Things to do ▸
a) In the text about composer John Corigliano, print everything from "Composer John Corigliano" down to "to be planted.".
b) In the text about composer John Corigliano, which work earned him a Pulitzer in 2001?

--- Start Text ---

Composer John Corigliano has a commanding view of music today. Recognized since the mid-1960s as a composer to reckon with, he occupies the role of a landscape architect looking over a vast terrain, sensitive to what is growing and to what needs to be planted.

Corigliano has contributed to the music of the last generation in various genres. His works surface for devotees of song, sonatas, string quartets, film, opera, symphony, and wind ensemble. His compositions lure choreographers. He won an Oscar in 2000 for his score for the film "The Red Violin." He won a Pulitzer in 2001 for his Symphony Number 2. In addition, he is the first composer to have won two Grammy Awards; they were for his Symphony No. 1 (1991) and his String Quartet (1996).

Corigliano’s work is marked by enormous curiosity and inventiveness. His compositions acknowledge the traditions of western music, yet they use novel sounds and non-traditional notational methods. The scoring of his opera, "Ghosts of Versailles," for example, prescribes a synthesizer and 50 kazoos. His two-piano composition, "Chiaroscuro," calls for instruments tuned a quarter tone apart.

--- End Text ---
--- Start Provided records ---

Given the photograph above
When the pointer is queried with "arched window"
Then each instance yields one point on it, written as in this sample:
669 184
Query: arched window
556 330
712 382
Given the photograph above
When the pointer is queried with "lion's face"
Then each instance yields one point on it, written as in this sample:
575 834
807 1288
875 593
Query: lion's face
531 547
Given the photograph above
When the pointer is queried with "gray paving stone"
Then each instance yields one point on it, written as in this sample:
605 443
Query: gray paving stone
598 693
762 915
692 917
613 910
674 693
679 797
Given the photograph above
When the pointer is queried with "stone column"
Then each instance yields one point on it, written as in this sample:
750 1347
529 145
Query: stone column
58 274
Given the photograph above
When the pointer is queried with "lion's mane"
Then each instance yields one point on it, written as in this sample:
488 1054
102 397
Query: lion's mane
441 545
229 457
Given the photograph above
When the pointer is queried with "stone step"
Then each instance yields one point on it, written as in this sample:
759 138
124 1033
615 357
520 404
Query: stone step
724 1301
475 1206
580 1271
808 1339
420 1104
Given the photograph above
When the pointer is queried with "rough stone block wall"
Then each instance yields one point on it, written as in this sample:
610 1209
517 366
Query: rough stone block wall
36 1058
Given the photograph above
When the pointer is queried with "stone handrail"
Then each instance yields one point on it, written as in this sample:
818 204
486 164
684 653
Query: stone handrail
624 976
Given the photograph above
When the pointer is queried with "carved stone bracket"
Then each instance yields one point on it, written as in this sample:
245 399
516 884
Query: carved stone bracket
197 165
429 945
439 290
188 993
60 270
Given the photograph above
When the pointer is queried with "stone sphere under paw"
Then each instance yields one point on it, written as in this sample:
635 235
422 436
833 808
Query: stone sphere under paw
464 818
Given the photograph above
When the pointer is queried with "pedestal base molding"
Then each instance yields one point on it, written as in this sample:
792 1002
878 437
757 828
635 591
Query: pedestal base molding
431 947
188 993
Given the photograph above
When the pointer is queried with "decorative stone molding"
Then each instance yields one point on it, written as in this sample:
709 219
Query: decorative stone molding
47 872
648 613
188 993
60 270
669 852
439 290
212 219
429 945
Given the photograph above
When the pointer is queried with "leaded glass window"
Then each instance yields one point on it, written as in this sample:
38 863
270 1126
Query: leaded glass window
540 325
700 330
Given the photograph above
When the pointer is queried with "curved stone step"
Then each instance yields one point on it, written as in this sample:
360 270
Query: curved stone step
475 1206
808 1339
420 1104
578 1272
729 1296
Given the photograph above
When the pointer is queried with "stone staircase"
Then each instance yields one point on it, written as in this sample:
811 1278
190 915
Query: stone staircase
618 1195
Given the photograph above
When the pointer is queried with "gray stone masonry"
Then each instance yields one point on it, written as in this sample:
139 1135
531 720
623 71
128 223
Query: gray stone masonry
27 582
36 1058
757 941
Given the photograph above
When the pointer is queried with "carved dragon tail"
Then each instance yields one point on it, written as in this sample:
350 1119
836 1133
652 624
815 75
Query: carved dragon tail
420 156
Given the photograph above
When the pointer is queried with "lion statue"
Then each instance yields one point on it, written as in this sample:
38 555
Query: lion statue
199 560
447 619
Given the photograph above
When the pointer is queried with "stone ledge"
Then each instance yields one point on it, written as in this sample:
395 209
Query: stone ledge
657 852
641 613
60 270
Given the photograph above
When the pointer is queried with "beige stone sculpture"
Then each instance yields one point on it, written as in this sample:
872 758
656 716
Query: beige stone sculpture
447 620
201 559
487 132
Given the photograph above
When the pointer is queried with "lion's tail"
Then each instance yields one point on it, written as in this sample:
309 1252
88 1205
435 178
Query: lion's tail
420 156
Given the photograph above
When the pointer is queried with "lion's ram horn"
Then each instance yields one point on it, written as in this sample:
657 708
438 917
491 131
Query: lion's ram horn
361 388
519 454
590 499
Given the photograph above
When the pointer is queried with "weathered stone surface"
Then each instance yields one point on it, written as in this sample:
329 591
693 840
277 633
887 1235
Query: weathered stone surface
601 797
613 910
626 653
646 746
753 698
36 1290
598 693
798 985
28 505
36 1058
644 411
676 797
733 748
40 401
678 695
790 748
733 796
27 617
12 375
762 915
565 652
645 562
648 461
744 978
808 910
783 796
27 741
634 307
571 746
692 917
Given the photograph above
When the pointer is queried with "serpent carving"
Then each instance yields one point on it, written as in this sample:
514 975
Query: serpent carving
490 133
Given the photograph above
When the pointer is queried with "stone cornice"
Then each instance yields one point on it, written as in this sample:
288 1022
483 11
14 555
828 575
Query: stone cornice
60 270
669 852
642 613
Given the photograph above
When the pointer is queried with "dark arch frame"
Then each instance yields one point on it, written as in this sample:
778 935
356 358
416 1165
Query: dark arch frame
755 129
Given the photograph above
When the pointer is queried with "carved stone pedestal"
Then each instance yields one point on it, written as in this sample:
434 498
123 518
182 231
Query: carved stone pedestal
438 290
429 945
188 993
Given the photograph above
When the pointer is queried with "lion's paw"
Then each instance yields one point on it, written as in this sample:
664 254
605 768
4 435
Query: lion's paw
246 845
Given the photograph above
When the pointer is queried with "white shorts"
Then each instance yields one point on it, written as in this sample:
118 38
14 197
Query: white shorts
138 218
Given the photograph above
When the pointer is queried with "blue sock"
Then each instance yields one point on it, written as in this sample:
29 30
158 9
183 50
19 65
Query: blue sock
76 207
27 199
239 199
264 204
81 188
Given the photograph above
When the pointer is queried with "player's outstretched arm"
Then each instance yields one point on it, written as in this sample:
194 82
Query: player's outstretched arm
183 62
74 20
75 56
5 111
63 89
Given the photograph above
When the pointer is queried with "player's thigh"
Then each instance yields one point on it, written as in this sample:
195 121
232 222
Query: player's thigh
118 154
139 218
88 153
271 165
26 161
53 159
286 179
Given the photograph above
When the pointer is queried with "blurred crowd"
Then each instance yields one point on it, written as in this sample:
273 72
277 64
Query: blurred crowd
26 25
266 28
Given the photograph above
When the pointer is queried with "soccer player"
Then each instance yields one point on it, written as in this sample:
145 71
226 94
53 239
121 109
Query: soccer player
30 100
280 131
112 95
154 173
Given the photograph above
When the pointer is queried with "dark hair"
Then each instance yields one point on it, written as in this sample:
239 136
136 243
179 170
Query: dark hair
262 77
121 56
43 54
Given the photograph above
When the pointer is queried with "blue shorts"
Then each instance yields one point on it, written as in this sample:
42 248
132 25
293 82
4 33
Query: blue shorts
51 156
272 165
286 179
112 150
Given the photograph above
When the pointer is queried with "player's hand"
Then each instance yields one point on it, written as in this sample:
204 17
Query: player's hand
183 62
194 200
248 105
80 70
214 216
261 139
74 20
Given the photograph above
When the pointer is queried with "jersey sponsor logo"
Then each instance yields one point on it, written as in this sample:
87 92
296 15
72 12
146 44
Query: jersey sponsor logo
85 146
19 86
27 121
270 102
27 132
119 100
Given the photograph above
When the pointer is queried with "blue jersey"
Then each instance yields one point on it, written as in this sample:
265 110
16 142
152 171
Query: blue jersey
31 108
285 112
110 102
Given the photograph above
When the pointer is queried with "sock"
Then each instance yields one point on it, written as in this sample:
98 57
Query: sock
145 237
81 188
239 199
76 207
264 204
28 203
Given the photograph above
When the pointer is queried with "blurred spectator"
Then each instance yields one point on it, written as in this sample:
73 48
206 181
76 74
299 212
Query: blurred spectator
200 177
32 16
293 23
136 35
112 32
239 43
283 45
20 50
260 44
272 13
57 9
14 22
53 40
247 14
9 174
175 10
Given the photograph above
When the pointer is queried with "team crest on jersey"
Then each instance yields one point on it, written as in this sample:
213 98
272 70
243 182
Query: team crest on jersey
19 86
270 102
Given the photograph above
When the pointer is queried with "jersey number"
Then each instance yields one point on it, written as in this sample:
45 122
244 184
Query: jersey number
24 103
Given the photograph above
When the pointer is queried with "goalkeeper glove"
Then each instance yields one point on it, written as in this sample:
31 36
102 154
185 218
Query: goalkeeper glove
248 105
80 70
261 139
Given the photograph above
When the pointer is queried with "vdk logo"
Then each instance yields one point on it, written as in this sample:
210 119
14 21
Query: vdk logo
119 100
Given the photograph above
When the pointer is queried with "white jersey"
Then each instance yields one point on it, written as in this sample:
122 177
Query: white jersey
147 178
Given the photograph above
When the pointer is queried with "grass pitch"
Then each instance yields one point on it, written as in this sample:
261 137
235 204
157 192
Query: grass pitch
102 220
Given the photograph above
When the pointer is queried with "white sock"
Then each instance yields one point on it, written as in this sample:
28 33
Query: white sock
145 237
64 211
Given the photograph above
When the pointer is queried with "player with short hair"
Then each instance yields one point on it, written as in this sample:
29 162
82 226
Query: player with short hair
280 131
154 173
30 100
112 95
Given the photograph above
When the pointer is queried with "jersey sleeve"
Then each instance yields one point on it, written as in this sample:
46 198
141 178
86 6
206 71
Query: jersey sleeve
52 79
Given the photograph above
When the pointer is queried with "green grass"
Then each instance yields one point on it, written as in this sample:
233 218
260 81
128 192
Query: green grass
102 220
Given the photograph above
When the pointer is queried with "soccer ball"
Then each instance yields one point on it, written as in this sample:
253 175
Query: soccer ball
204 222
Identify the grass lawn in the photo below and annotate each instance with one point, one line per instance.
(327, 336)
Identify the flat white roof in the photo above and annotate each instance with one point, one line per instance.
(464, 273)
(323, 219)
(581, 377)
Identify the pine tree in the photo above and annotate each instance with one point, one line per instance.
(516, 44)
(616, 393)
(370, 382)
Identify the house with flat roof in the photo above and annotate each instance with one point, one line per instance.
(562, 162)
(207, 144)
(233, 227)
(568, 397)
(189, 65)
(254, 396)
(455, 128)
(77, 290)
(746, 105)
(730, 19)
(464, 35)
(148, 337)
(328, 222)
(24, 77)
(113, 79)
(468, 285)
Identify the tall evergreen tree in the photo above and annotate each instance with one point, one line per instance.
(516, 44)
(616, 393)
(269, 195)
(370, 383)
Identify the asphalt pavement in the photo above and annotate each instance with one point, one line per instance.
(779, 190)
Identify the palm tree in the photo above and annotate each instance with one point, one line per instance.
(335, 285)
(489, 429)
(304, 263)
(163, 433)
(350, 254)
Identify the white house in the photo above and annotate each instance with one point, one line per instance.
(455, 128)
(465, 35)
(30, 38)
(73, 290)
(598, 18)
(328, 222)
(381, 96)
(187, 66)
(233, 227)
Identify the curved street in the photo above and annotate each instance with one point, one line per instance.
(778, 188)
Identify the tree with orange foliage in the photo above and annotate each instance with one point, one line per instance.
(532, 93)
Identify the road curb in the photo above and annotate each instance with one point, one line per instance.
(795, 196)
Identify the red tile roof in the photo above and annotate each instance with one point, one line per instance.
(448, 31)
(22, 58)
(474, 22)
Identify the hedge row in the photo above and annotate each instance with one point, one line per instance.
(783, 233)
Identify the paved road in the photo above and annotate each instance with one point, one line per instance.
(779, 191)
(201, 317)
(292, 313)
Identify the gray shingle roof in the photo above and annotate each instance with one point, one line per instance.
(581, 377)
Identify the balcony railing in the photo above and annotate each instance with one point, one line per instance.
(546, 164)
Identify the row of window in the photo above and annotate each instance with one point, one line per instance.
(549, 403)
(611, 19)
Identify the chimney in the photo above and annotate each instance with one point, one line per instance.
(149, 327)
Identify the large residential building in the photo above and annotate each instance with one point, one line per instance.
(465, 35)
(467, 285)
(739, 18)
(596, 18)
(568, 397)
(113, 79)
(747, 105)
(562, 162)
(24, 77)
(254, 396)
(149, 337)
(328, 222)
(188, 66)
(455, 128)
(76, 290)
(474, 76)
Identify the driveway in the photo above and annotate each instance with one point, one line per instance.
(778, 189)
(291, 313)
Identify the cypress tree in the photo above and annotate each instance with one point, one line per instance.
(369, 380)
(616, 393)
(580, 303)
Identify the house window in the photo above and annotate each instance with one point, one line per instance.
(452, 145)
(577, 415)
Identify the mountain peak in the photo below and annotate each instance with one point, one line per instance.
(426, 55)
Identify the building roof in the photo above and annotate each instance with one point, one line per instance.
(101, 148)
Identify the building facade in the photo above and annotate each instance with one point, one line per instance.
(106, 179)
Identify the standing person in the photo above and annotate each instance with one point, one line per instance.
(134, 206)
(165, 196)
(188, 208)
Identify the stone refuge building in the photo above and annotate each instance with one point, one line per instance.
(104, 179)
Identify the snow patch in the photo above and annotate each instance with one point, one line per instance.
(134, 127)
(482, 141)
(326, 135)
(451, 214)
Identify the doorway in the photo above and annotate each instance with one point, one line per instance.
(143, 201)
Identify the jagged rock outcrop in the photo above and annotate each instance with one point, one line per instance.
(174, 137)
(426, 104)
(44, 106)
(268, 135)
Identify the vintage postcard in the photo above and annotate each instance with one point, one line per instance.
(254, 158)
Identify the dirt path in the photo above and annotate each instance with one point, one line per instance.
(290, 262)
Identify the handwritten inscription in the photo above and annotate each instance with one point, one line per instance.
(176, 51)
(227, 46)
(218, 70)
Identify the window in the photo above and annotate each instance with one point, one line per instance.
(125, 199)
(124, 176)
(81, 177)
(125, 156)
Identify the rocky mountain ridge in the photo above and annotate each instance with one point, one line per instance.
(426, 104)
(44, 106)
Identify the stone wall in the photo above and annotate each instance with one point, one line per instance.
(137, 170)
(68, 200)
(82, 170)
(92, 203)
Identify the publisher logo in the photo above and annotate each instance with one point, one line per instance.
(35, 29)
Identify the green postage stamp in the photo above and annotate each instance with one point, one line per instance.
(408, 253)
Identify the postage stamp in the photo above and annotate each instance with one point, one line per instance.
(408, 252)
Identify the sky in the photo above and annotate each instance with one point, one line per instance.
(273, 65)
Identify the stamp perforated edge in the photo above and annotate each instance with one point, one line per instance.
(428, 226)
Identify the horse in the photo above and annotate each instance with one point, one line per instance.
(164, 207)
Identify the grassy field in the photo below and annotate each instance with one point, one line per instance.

--- End Provided records ---

Solutions per task ▸
a)
Composer John Corigliano has a commanding view of music today. Recognized since the mid-1960s as a composer to reckon with, he occupies the role of a landscape architect looking over a vast terrain, sensitive to what is growing and to what needs to be planted.

b) His Symphony Number 2.